* START *

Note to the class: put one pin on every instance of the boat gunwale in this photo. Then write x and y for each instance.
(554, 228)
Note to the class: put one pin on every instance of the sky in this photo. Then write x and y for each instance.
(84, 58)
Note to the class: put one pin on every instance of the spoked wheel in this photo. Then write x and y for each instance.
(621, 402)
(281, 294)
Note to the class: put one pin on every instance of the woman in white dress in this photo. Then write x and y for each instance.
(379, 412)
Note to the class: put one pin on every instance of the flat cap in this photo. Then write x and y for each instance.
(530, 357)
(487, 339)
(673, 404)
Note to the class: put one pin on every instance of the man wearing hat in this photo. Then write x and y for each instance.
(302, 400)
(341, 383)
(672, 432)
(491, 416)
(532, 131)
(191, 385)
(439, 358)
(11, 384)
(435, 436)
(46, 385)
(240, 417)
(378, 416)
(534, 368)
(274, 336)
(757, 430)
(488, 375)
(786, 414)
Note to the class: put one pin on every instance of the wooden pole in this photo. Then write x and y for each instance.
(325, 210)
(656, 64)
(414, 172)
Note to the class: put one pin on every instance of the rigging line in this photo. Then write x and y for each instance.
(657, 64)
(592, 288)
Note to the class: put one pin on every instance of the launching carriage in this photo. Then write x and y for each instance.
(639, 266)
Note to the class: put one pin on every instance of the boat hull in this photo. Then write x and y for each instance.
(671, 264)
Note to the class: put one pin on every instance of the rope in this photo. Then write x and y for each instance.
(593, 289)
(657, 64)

* END *
* START *

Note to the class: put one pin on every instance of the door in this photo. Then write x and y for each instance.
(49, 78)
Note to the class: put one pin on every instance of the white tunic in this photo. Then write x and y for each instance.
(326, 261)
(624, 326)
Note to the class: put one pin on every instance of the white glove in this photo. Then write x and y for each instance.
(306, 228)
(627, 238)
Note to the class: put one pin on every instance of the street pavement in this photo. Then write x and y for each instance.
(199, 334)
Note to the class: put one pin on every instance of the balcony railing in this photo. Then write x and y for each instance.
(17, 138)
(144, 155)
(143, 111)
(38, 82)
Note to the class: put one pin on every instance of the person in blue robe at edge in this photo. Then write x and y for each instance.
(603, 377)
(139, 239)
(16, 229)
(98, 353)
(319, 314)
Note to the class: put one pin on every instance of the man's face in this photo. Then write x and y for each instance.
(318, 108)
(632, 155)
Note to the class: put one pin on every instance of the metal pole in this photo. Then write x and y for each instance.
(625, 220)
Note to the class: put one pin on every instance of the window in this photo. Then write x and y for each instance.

* END *

Instruction: Identify every row above that contains the word "boat", and copy each of those rows in full.

The output:
Note to the class: put one pin on every instance of the boat gunwale in this photo. Then write x and y for each instance.
Note to the class: put one pin on every instance of the boat hull in this photo. Then write x and y for each instance.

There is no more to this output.